▶ [Problem details]: Each record that follows must be given again without alteration.

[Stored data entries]
——
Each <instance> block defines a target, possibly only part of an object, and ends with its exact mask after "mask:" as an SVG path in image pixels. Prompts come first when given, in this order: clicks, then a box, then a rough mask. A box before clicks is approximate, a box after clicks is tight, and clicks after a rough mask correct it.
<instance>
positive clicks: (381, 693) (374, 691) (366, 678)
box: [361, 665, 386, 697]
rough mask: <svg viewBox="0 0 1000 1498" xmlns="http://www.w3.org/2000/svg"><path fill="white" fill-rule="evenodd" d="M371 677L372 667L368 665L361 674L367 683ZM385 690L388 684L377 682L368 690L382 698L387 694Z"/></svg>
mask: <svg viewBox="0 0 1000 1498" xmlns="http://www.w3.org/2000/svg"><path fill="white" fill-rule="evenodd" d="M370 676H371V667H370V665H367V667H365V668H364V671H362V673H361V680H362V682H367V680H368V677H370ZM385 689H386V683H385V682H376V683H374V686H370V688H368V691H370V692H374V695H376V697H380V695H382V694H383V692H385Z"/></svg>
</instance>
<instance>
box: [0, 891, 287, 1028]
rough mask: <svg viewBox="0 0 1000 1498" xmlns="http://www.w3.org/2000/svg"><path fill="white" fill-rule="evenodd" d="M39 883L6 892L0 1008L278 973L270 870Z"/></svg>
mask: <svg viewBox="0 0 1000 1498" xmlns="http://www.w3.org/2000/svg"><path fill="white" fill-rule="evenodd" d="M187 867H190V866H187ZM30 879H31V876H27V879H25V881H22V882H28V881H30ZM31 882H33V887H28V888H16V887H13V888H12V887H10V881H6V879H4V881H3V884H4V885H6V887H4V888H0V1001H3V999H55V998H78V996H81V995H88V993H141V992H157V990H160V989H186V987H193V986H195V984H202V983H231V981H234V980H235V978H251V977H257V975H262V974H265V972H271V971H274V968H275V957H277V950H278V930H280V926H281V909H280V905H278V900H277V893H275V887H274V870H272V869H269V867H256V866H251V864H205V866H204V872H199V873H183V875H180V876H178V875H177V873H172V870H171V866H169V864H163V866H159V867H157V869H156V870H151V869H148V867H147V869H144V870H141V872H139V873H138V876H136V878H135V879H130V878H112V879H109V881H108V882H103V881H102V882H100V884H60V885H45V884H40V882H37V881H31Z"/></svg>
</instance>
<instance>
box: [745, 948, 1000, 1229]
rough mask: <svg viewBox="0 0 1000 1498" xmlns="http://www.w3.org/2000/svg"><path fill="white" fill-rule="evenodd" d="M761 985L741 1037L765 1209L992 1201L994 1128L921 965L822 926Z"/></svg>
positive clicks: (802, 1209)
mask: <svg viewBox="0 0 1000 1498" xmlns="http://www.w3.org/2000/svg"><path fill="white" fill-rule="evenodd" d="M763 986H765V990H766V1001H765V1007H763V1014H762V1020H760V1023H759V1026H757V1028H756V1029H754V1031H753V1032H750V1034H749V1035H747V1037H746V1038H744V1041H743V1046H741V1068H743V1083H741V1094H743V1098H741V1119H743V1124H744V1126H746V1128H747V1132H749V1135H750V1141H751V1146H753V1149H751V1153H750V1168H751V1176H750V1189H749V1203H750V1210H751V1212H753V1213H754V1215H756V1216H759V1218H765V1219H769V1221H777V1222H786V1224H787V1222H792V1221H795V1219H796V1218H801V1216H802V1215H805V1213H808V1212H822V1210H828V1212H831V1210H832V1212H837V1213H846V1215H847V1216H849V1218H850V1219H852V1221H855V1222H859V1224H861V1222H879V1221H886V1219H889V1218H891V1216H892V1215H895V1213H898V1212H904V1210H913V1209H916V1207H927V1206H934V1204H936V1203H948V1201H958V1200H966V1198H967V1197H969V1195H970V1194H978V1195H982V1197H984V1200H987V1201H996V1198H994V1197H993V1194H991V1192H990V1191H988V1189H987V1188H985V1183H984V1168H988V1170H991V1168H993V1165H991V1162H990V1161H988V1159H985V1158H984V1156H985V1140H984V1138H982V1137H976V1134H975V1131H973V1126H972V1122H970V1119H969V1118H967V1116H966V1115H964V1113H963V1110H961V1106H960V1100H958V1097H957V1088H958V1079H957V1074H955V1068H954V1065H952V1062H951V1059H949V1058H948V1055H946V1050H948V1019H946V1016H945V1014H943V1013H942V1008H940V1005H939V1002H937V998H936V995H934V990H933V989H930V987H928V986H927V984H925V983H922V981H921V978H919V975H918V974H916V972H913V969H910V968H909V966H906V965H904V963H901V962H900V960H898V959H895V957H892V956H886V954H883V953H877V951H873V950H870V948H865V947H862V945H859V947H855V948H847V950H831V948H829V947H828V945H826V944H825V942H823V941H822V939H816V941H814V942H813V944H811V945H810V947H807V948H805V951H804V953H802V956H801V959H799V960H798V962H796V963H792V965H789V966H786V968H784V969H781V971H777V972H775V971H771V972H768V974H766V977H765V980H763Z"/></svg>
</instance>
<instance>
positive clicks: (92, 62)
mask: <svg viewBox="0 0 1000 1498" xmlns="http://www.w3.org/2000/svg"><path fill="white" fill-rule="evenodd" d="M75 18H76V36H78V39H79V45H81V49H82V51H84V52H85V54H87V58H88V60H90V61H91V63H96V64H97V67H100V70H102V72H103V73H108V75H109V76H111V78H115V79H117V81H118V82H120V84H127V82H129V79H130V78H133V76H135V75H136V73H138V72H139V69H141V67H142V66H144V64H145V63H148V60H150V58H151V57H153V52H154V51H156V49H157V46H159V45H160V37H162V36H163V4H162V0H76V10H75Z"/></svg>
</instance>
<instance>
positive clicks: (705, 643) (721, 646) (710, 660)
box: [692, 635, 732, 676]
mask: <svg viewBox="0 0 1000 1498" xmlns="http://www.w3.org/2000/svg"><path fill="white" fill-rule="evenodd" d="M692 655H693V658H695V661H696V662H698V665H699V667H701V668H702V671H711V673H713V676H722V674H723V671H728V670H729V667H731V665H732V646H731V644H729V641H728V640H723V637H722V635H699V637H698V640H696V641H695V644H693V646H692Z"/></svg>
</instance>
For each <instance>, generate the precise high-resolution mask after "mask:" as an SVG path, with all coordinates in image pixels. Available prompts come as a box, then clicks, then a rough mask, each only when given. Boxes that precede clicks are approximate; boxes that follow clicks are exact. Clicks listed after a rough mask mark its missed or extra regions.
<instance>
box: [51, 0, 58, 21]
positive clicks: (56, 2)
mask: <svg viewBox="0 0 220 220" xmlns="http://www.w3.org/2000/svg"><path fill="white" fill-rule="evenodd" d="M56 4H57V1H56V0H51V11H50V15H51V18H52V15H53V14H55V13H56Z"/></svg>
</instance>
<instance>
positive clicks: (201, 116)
——
▶ [Result]:
Each <instance> block defines a target, possibly only part of an object, and ends with its exact mask after "mask:" as an SVG path in image pixels. Prompts come first when given, in this order: clicks, then a box, then a rough mask. A box before clicks is approximate, a box after clicks is tight, and clicks after a rough mask correct it.
<instance>
positive clicks: (381, 693) (374, 691) (366, 678)
box: [361, 665, 386, 697]
rough mask: <svg viewBox="0 0 1000 1498" xmlns="http://www.w3.org/2000/svg"><path fill="white" fill-rule="evenodd" d="M371 677L372 667L368 665L361 674L367 683ZM385 690L388 684L377 682L368 690L382 698L387 694Z"/></svg>
mask: <svg viewBox="0 0 1000 1498" xmlns="http://www.w3.org/2000/svg"><path fill="white" fill-rule="evenodd" d="M370 676H371V667H370V665H367V667H365V668H364V671H362V673H361V680H362V682H367V680H368V677H370ZM385 689H386V683H385V682H376V683H374V686H370V688H368V691H370V692H374V695H376V697H380V695H382V694H383V692H385Z"/></svg>
</instance>
<instance>
box: [0, 891, 287, 1028]
rough mask: <svg viewBox="0 0 1000 1498" xmlns="http://www.w3.org/2000/svg"><path fill="white" fill-rule="evenodd" d="M39 883L6 892L0 1008L278 973L270 870Z"/></svg>
mask: <svg viewBox="0 0 1000 1498" xmlns="http://www.w3.org/2000/svg"><path fill="white" fill-rule="evenodd" d="M187 867H190V866H187ZM30 879H31V876H27V879H25V881H22V882H28V881H30ZM31 882H33V887H28V888H16V887H13V888H12V887H10V881H6V879H4V881H3V884H4V885H6V887H4V888H0V1001H3V999H55V998H78V996H81V995H88V993H141V992H157V990H160V989H186V987H193V986H195V984H202V983H231V981H234V980H235V978H251V977H257V975H262V974H265V972H271V971H274V968H275V957H277V950H278V930H280V926H281V909H280V905H278V900H277V893H275V887H274V870H272V869H269V867H256V866H251V864H205V866H204V872H199V873H183V875H180V876H178V875H177V873H172V870H171V866H169V864H163V866H159V867H157V869H156V870H151V869H148V867H147V869H144V870H141V872H139V873H138V876H136V878H135V879H130V878H112V879H109V881H108V882H103V881H102V882H100V884H60V885H45V884H40V882H37V881H31Z"/></svg>
</instance>
<instance>
box: [745, 948, 1000, 1229]
rough mask: <svg viewBox="0 0 1000 1498" xmlns="http://www.w3.org/2000/svg"><path fill="white" fill-rule="evenodd" d="M761 985L741 1037L765 1209L992 1201L994 1128L921 965L822 926Z"/></svg>
positive clicks: (802, 1209)
mask: <svg viewBox="0 0 1000 1498" xmlns="http://www.w3.org/2000/svg"><path fill="white" fill-rule="evenodd" d="M763 986H765V990H766V1001H765V1007H763V1014H762V1020H760V1023H759V1026H757V1028H756V1029H754V1031H753V1032H750V1034H749V1035H747V1037H746V1038H744V1041H743V1046H741V1068H743V1083H741V1094H743V1098H741V1119H743V1124H744V1126H746V1128H747V1132H749V1135H750V1141H751V1146H753V1149H751V1153H750V1168H751V1176H750V1189H749V1203H750V1210H751V1212H753V1213H754V1215H756V1216H759V1218H765V1219H769V1221H777V1222H786V1224H787V1222H792V1221H795V1219H796V1218H801V1216H802V1215H805V1213H808V1212H822V1210H828V1212H831V1210H832V1212H837V1213H846V1215H847V1216H849V1218H850V1219H852V1221H855V1222H859V1224H861V1222H879V1221H886V1219H889V1218H891V1216H892V1215H895V1213H898V1212H904V1210H913V1209H916V1207H927V1206H934V1204H936V1203H948V1201H958V1200H966V1198H967V1197H969V1195H970V1194H978V1195H982V1197H984V1200H987V1201H996V1198H994V1197H993V1194H991V1192H990V1191H988V1189H987V1188H985V1183H984V1168H988V1170H991V1168H993V1165H991V1162H990V1161H988V1159H985V1158H984V1156H985V1140H984V1138H982V1137H976V1134H975V1131H973V1126H972V1122H970V1119H969V1118H967V1116H966V1115H964V1113H963V1110H961V1106H960V1100H958V1097H957V1088H958V1079H957V1074H955V1068H954V1065H952V1062H951V1059H949V1058H948V1055H946V1050H948V1019H946V1016H945V1014H943V1013H942V1008H940V1005H939V1002H937V998H936V995H934V990H933V989H930V987H928V986H927V984H925V983H922V981H921V978H919V975H918V974H916V972H913V969H910V968H909V966H906V965H904V963H901V962H900V960H898V959H895V957H892V956H886V954H883V953H877V951H873V950H870V948H865V947H862V945H859V947H855V948H847V950H831V948H829V947H828V945H826V944H825V942H823V941H822V939H816V941H814V942H813V944H811V945H810V947H807V948H805V951H804V953H802V956H801V959H799V960H798V962H796V963H792V965H789V966H786V968H784V969H781V971H777V972H775V971H771V972H768V974H766V977H765V980H763Z"/></svg>
</instance>
<instance>
positive clicks: (92, 62)
mask: <svg viewBox="0 0 1000 1498" xmlns="http://www.w3.org/2000/svg"><path fill="white" fill-rule="evenodd" d="M75 18H76V36H78V39H79V45H81V49H82V51H84V52H85V54H87V58H88V60H90V61H91V63H96V64H97V67H100V70H102V72H103V73H108V75H109V76H111V78H115V79H117V81H118V82H120V84H127V82H129V79H130V78H133V76H135V75H136V73H138V72H139V69H141V67H142V66H144V64H145V63H148V60H150V58H151V57H153V52H154V51H156V49H157V46H159V45H160V37H162V36H163V4H162V0H76V10H75Z"/></svg>
</instance>
<instance>
positive clicks: (705, 643) (721, 646) (710, 660)
box: [692, 635, 732, 676]
mask: <svg viewBox="0 0 1000 1498" xmlns="http://www.w3.org/2000/svg"><path fill="white" fill-rule="evenodd" d="M692 655H693V658H695V661H696V662H698V665H699V667H701V668H702V671H711V673H713V676H722V674H723V671H728V670H729V667H731V665H732V646H731V644H729V641H728V640H723V637H722V635H699V637H698V640H696V641H695V644H693V646H692Z"/></svg>
</instance>
For each <instance>, generate the precise high-resolution mask after "mask:" as an SVG path, with all coordinates in image pixels. Available prompts come as a box, then clicks, then a rough mask, each only when given. Boxes that precede clicks are approximate; boxes that follow clicks are exact. Clicks listed after a rough mask mark its missed or extra regions.
<instance>
box: [51, 0, 58, 21]
positive clicks: (56, 2)
mask: <svg viewBox="0 0 220 220" xmlns="http://www.w3.org/2000/svg"><path fill="white" fill-rule="evenodd" d="M56 4H57V1H56V0H51V11H50V15H51V18H52V15H53V14H55V13H56Z"/></svg>
</instance>
<instance>
positive clicks: (201, 116)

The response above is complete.